● **本文抜粋**
^^^^^^^^^^^^^^^^

知識の宝庫!目がテン!ライブラリー


カフェ の科学
第1234回 2014年7月6日


 90年代半ば。日本に、新たなカフェ文化を定着させたおしゃれなコーヒーチェーン最大手のチェーンはここ10年で売り上げを2倍に!
 そして最近、郊外で見かける大きめのカフェ。オリジナルのメニューや、ゆったりとした空間も相まって幅広い世代から大人気!
 そこで本日の目がテンは、人が集まる癒しの空間「カフェ」の魅力に科学で迫ります!

①カフェで仕事をすると作業がはかどる?

 カフェといえば、コーヒーを飲みながらゆったりくつろぐ場所というイメージがありますが…最近では、仕事をする人が増えているというんです。
 東京新宿にあるカフェ。平日の日中、店内を覗いてみると…パソコンを持ち込み仕事をする人たちを発見!また、渋谷のカフェでは…やはりここにもいました!最近は、このような人たちを「ノマドワーカー」と呼ぶんだそうです。
 カフェで仕事することについて街で聞いてみると、やはり「カフェで仕事をするとはかどる」という声が多かったんです。でも本当に仕事がはかどるのでしょうか?
 専門家に聞くと…「カフェのように他の人がいるっていう場面の方が作業がはかどるという現象があります」。

^^^^^^^^^^^^^^^^

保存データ
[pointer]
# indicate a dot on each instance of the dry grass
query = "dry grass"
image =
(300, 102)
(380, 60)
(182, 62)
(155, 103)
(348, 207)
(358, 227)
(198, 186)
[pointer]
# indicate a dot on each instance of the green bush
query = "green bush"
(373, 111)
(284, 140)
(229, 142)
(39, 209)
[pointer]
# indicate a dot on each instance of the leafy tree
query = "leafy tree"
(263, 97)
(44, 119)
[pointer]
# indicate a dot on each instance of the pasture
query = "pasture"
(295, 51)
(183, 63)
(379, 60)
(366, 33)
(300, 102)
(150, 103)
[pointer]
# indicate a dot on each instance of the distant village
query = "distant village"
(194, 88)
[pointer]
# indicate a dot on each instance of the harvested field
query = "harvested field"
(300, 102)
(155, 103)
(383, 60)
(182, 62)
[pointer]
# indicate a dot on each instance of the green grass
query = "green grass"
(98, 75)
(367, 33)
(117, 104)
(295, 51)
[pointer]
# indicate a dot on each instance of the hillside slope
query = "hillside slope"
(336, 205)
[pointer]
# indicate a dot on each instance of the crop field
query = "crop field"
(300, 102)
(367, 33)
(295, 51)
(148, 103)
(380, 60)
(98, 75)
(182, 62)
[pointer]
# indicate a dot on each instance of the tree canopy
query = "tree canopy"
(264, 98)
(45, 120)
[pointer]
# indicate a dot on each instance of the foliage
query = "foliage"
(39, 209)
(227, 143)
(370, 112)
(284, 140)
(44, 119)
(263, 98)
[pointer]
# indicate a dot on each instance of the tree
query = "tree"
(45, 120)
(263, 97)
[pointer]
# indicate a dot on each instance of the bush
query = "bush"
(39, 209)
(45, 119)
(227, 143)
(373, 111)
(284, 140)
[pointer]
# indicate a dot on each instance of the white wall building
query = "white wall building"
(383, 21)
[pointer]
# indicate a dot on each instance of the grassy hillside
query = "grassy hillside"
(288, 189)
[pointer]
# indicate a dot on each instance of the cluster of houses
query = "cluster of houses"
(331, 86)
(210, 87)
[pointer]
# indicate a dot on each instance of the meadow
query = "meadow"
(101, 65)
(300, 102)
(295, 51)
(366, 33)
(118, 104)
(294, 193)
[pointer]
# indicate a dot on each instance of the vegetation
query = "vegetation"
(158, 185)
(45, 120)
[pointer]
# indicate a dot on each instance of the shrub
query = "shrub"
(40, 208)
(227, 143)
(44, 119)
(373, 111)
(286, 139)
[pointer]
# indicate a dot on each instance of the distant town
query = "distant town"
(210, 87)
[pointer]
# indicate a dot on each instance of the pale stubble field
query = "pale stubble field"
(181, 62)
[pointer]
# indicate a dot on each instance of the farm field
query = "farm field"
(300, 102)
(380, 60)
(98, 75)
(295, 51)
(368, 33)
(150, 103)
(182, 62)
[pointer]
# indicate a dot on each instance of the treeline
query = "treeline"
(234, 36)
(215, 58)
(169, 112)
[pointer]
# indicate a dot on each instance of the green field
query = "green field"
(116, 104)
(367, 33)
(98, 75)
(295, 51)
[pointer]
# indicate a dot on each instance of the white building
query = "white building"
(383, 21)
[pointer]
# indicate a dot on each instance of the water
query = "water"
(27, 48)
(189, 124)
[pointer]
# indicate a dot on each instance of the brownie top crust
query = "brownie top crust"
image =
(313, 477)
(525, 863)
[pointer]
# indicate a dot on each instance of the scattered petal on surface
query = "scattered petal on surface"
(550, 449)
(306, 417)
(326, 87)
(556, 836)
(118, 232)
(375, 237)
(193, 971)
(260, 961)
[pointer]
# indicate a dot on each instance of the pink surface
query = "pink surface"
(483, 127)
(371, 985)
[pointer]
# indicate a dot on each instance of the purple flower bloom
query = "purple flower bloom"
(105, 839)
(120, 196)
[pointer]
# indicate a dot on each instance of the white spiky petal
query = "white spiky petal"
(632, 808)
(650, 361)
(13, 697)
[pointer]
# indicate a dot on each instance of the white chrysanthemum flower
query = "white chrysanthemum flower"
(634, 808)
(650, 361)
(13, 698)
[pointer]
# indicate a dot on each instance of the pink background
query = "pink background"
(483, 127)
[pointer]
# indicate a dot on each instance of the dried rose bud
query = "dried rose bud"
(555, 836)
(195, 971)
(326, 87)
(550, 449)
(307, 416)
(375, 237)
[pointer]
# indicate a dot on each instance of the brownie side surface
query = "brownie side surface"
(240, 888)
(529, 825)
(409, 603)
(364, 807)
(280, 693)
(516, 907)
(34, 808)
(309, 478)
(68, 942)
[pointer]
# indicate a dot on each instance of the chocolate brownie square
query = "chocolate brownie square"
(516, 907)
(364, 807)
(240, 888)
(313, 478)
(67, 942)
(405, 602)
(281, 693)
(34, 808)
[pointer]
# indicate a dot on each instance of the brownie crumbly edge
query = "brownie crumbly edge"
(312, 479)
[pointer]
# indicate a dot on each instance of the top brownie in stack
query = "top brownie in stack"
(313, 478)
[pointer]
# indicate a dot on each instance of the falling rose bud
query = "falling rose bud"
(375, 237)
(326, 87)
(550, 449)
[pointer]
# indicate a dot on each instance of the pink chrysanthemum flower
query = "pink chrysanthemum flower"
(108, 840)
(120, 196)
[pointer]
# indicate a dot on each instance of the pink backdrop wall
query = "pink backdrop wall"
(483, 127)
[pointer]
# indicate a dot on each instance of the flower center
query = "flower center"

^^^^^^^^^^^^^^^^

● **演習課題**
a – カフェに関する抜粋について、次の(i)〜(iii)がそれぞれ内容と合っているかを「はい」か「いいえ」で答え、判断の根拠となる語句を抜粋からそのまま引用しなさい。
(i) 90年代半ばに新たなカフェ文化を定着させたコーヒーチェーン最大手は、ここ10年で売り上げを2倍にした。
(ii) 街で聞いてみると、カフェで仕事をするとはかどらないという声が多かった。
(iii) 東京新宿のカフェで仕事をする人たちが見つかったのは、休日の夜である。
b – カフェに関する抜粋の最後の文のあとに、続きを書きなさい。

● **解答**
a –
(i) はい。「ここ10年で売り上げを2倍に」
(ii) いいえ。「「カフェで仕事をするとはかどる」という声が多かった」
(iii) いいえ。「平日の日中」

b –
 他の人が周りにいる方が作業がはかどる!?そこで実験!男女6人を3人ずつに分けて平仮名の書き写しを行ってもらいます。それぞれチームごとに1人で作業する場合と3人一緒に作業する場合の2つの環境で行います。青チームは、まず1人で書き写しを行い、その後、今度は3人一緒に行ってもらいます。一方、赤チームは青チームとは逆の手順でまず3人一緒に書き写しを行い、その後、1人で行います。それぞれ15分ずつ作業を行ったところ…結果は、1人で書き写しを行った時の合計は2063文字。一方、3人一緒に書き写した時の合計は2430文字。なんとその差は367文字!3人一緒に作業をした時の方が、15%も多く書き写す事が出来たんです。
 では、なぜ人がいた方が作業がはかどるのか?専門家に聞くと…「人間は1人でいるよりも他の人がいる時の方が、自分と同じ行動を取っていると自分もさぼってはいけない、周りの人と同じように頑張らなくてはいけないという心が働いてさらにパフォーマンスが上がっていくんです。これを、社会的促進と言います。」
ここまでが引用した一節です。